__CHALLENGES__.
**1.** Reproduce everything in the Dancing in the Storm album article from "The group said" down to "and June 2009.".
**2.** Carry on the Dancing in the Storm album article from the point where it stops.

__SELECTED PASSAGE__.

|---|

Studio album by Boom Crash Opera
- Released: 1 May 2009 (Australia) 5 May 2009 (United Kingdom)
- Recorded: February 2009, Victoria
- Genre: Rock, pop rock, pop, acoustic
- Length: 48:16
- Label: Liberation Records
- Producer: Richard Pleasance

Boom Crash Opera chronology
| The Essential Boom Crash Opera (2007) | Dancing in the Storm (2009) | The Best Things (2013) |

= Dancing in the Storm (album) =

Dancing in the Storm is the sixth studio album by Australian rock band Boom Crash Opera. The album was released in Australia on 1 May 2009 as part of the Liberation Music "Blue Acoustic" series. The physical version came with a bonus live DVD, recorded in June 1993.

The group said they recorded "the songs that came easy, without too much thinking or mucking around" and toured the album nationally throughout May and June 2009.

|---|

__INFORMATION SUPPLIED__.
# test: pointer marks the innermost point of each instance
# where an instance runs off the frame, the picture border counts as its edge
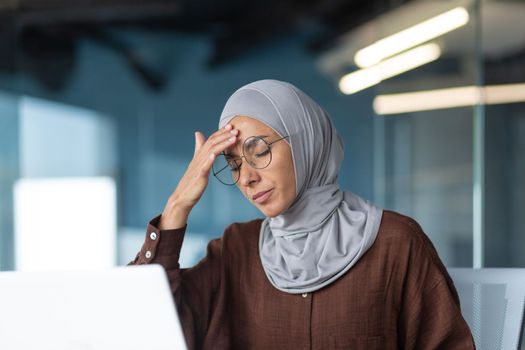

|---|

__ANSWERS FOR THIS EXERCISE__.
**1.**
The group said they recorded "the songs that came easy, without too much thinking or mucking around" and toured the album nationally throughout May and June 2009.

**2.**
The album was released in the United Kingdom on 5 May 2009 and was the group first UK release since 1987s self-titled debut.

The album was re-released in 2012 under the title Greatest Hits Acoustic.

==Reception==
Paul Cashmere from Undercover FM gave the album 2 out of 5 saying; "The thing about Boom Crash Opera is that they had a hellova lotta hits. When you play Dancing on the Storm, you will be amazed how many songs you know." adding "The Boom Crash Opera of the 80s and 90s were loud. Trimming back the sound for Dancing in the Storm brings a whole new dimension to the songs. The mandolin in "Hands Up in the Air" is a complete contrast to the original electric studio version. That is very much the appeal of this album. Boom Crash Opera have not chosen to create carbon copies of the old songs, instead, choosing to reinvent them. However, it is the lesser known Boom Crash Opera tracks that really bring the brilliance of this band to the surface. The haunting piano driven "Talk About You" is mesmerising. "Caught Between Two Towns" highlights Dale Ryder’s vocals and the bands harmonies. It's tasty stuff."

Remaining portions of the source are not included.